• **Trecho selecionado**

===

Em 1922 Conan Doyle visitou Houdini em sua casa em Nova York, onde o mágico preparou uma encenação para demonstrar que a escrita mediúnica na ardósia – método favorito entre os médiuns para receber mensagens dos mortos que supostamente moviam um pedaço de giz pela superfície de uma tábua de pedra – poderia ser feita de maneira perfeitamente prosaica. Houdini disse para Conan Doyle pendurar a peça de ardósia em qualquer lugar da sala de modo que ficasse livre para balançar livremente no espaço. Mostrou ao escritor quatro bolas de rolha, pedindo que ele escolhesse uma delas e a cortasse para provar que não havia sido alterada. Em seguida, pediu para Conan Doyle escolher outra bola e mergulhá-la em um pote de tinta branca. Enquanto a rolha encharcava, Houdini pediu a seu visitante para descer a rua em qualquer direção, pegar um pedaço de papel e um lápis e escrever uma pergunta ou uma sentença, colocá-lo de volta em seu bolso e retornar à casa. Conan Doyle concordou, rabiscou rapidamente "Mene, mene tekel, uphasin", um enigma extraído da Bíblia, do livro de Daniel, que significa: "Foi contado e contado, pesado e dividido".

===

• **Problema 1**
Liste, na ordem em que aparecem, as palavras do enigma que Conan Doyle escreveu no trecho sobre Houdini acima.

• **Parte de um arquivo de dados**

===

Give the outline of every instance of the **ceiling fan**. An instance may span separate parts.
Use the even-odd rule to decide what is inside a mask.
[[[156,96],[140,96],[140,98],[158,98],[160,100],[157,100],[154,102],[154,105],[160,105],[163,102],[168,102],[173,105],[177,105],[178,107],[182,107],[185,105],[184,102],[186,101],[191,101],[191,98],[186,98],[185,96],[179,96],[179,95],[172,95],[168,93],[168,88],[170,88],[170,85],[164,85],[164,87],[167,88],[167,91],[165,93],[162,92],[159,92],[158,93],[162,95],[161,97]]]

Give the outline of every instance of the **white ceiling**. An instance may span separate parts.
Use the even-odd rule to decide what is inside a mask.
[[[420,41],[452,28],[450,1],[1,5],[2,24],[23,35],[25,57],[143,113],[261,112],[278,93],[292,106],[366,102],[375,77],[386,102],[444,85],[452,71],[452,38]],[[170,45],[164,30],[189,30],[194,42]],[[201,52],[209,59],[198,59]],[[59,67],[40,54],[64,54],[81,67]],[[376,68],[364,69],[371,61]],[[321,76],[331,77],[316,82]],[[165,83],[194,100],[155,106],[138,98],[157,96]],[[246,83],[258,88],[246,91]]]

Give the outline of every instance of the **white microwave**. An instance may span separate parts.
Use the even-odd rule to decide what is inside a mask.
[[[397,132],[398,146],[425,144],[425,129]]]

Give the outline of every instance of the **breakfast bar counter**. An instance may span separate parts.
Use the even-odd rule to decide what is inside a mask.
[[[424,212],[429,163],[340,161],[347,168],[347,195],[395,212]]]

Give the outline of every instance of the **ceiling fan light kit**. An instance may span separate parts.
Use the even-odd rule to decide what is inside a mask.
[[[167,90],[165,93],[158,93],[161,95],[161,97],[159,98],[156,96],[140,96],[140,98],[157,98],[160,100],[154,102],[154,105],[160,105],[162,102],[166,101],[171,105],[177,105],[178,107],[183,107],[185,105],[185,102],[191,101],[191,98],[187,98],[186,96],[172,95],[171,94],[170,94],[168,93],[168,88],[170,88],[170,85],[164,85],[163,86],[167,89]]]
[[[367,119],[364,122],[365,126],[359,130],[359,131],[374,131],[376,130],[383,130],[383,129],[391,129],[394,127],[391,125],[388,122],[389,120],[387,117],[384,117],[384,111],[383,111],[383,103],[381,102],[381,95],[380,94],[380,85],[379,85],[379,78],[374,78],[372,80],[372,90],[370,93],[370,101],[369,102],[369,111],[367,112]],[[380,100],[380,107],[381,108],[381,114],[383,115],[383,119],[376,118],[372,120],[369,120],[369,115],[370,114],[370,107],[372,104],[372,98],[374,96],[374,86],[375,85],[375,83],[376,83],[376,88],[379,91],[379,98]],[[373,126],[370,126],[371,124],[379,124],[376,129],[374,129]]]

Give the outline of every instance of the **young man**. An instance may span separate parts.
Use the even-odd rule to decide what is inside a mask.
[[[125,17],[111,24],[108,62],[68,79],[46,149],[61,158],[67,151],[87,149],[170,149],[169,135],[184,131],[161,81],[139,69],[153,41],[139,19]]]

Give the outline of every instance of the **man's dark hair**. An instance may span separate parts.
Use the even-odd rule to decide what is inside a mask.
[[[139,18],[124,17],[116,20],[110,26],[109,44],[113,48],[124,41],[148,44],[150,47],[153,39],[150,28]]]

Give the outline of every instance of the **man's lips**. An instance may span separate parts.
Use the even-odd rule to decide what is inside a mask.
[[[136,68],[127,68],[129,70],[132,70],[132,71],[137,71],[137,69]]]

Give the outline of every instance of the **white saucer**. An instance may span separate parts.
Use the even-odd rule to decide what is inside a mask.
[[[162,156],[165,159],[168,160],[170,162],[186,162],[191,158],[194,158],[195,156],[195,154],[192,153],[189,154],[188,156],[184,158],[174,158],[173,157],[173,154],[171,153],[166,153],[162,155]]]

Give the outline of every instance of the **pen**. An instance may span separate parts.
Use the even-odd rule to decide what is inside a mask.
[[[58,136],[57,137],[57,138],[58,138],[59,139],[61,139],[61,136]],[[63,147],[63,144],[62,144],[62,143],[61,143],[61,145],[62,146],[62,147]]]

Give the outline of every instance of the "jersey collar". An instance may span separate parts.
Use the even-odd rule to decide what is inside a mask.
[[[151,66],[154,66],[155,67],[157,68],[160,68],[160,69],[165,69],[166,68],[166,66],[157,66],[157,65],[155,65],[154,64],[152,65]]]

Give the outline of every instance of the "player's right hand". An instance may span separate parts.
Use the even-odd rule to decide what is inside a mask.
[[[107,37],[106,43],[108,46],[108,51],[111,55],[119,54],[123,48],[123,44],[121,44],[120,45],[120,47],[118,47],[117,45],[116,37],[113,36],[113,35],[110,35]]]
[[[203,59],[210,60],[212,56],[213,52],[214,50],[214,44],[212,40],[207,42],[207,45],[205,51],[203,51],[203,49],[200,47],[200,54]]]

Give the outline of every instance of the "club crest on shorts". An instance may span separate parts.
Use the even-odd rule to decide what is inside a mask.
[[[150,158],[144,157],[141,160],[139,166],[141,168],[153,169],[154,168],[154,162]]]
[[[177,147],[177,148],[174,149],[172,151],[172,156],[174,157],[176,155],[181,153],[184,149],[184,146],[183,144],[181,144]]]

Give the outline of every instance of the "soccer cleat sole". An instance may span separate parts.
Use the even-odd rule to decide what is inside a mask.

===

• **Problema 2**
Filtre as linhas acima e copie todas as que contêm a palavra "white".

• **Resposta completa 1**
1. Mene
2. mene
3. tekel
4. uphasin

• **Resposta completa 2**
Give the outline of every instance of the **white ceiling**. An instance may span separate parts.
Give the outline of every instance of the **white microwave**. An instance may span separate parts.
Give the outline of every instance of the **white saucer**. An instance may span separate parts.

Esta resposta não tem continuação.